Director- Omang Kumar

Star Cast- Vivek Oberoi, Zarina Wahab, Boman Irani, Darshan Kumar

Genre- Biopic

Rating- **1/2

Jyothi Venkatesh

The film chronicles Narendra Damodardas Modi’s life and events from his tea-selling days in the train to his days spent rallying for his desh as well as his pyare  deshwasis, leading up to his swearing-in ceremony as the Prime Minister of India in 2014, steering ahead of all controversies associated with him, including his marriage. The film is helmed by Omung Kumar, who is best known for directing the Priyanka Chopra starrer Mary Kom. The movie has been shot primarily in Gujarat, Mumbai and Uttarkashi. The Modi biopic has been released simultaneously in 23 languages.

To his credit, In the title role of Narendra Damodar Modim Vivek Oberoi doesn’t mimic the Prime Minister in speech or style, and instead sets out to play him with a sanctimonious calmness aided by a servile and doctored half baked script that renders the character omnipotent.

(Bounding box annotation entries)
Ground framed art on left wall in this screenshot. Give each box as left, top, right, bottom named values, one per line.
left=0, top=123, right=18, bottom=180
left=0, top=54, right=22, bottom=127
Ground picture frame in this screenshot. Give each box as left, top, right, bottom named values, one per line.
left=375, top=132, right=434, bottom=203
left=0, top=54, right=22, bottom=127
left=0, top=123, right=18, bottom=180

Required work –
A. Summarize the film review in two sentences.
B. Please rewrite the records starting with the line with "Ground picture frame" and going on through the end of the records, changing "box" to "rectangle" and leaving everything else as it is.

Task results –
A. The film traces Narendra Damodardas Modi's life from his tea-selling days on the train to his 2014 swearing-in as Prime Minister of India, and it was shot mainly in Gujarat, Mumbai and Uttarkashi and released simultaneously in 23 languages. Vivek Oberoi does not mimic the Prime Minister's speech or style but plays him with a sanctimonious calmness, aided by a servile, half-baked script that renders the character omnipotent.

B.
Ground picture frame in this screenshot. Give each rectangle as left, top, right, bottom named values, one per line.
left=375, top=132, right=434, bottom=203
left=0, top=54, right=22, bottom=127
left=0, top=123, right=18, bottom=180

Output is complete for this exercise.